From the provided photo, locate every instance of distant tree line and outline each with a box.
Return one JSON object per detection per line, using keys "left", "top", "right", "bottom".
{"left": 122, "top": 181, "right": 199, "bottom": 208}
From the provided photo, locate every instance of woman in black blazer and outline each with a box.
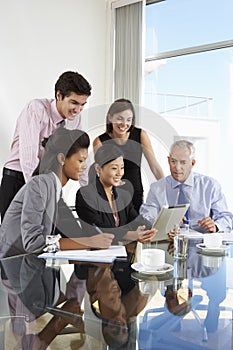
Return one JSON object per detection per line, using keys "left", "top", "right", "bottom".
{"left": 76, "top": 144, "right": 156, "bottom": 245}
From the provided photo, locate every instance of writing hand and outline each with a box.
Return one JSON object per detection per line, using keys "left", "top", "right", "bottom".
{"left": 88, "top": 233, "right": 114, "bottom": 249}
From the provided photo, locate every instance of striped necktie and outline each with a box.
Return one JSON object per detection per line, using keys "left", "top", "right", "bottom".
{"left": 42, "top": 120, "right": 64, "bottom": 149}
{"left": 59, "top": 119, "right": 65, "bottom": 127}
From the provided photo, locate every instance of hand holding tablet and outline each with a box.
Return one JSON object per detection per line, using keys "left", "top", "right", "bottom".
{"left": 151, "top": 204, "right": 190, "bottom": 241}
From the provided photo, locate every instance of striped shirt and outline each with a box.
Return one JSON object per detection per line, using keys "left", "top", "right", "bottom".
{"left": 4, "top": 99, "right": 82, "bottom": 182}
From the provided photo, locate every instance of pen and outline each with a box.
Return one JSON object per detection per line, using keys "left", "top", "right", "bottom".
{"left": 90, "top": 224, "right": 104, "bottom": 250}
{"left": 92, "top": 223, "right": 103, "bottom": 234}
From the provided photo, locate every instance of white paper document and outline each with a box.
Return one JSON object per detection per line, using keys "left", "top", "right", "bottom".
{"left": 38, "top": 245, "right": 127, "bottom": 263}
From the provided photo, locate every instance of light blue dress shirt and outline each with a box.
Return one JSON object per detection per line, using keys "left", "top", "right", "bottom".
{"left": 140, "top": 172, "right": 233, "bottom": 232}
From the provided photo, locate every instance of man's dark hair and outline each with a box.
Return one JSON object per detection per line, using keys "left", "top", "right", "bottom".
{"left": 55, "top": 71, "right": 92, "bottom": 99}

====================

**Work to complete:**
With the pictures stripped out, return each record word for word.

**Solution:**
From the provided photo, locate every instance of distant tree line and outline each with a box.
Return one JSON object per detection per line, using keys "left", "top", "right", "bottom".
{"left": 122, "top": 181, "right": 199, "bottom": 208}
From the provided photo, locate every instance of woman in black blazer and outline each with a box.
Return one JSON object per detection per line, using keys "left", "top", "right", "bottom".
{"left": 76, "top": 144, "right": 156, "bottom": 245}
From the provided photo, locate every instance of writing hand and outline each with a box.
Return one JSON object per detection per line, using keys "left", "top", "right", "bottom".
{"left": 88, "top": 233, "right": 114, "bottom": 249}
From the provided photo, locate every instance of striped necktie and outline each with a box.
Return one JSON object per detection per line, using keys "left", "top", "right", "bottom".
{"left": 42, "top": 120, "right": 64, "bottom": 149}
{"left": 59, "top": 119, "right": 65, "bottom": 127}
From the provided photo, locate every instance of hand holding tablet and outline each with a box.
Return one JSON object per detection per line, using keys "left", "top", "right", "bottom".
{"left": 151, "top": 204, "right": 190, "bottom": 241}
From the provided photo, locate every instance of striped shirt and outline each with a box.
Return one JSON object per detection per line, using keys "left", "top", "right", "bottom".
{"left": 4, "top": 99, "right": 82, "bottom": 182}
From the provided photo, locate every instance of pen and outline each with a box.
Return one JSON object per detection per line, using keys "left", "top", "right", "bottom".
{"left": 90, "top": 224, "right": 104, "bottom": 250}
{"left": 92, "top": 223, "right": 103, "bottom": 234}
From the provided photo, locate every instance of white paper document and outline each with a box.
Return one JSON object per detection per line, using keys "left", "top", "right", "bottom".
{"left": 38, "top": 245, "right": 127, "bottom": 263}
From the provided photo, locate every instance of light blue dress shirt and outline each with a box.
Return one JSON object per detection per line, using keys "left", "top", "right", "bottom".
{"left": 140, "top": 172, "right": 233, "bottom": 232}
From the provided photo, locate every instance of man's dark hair and outline each with a box.
Return one JSON object per detection per line, using keys "left", "top", "right", "bottom".
{"left": 55, "top": 71, "right": 92, "bottom": 99}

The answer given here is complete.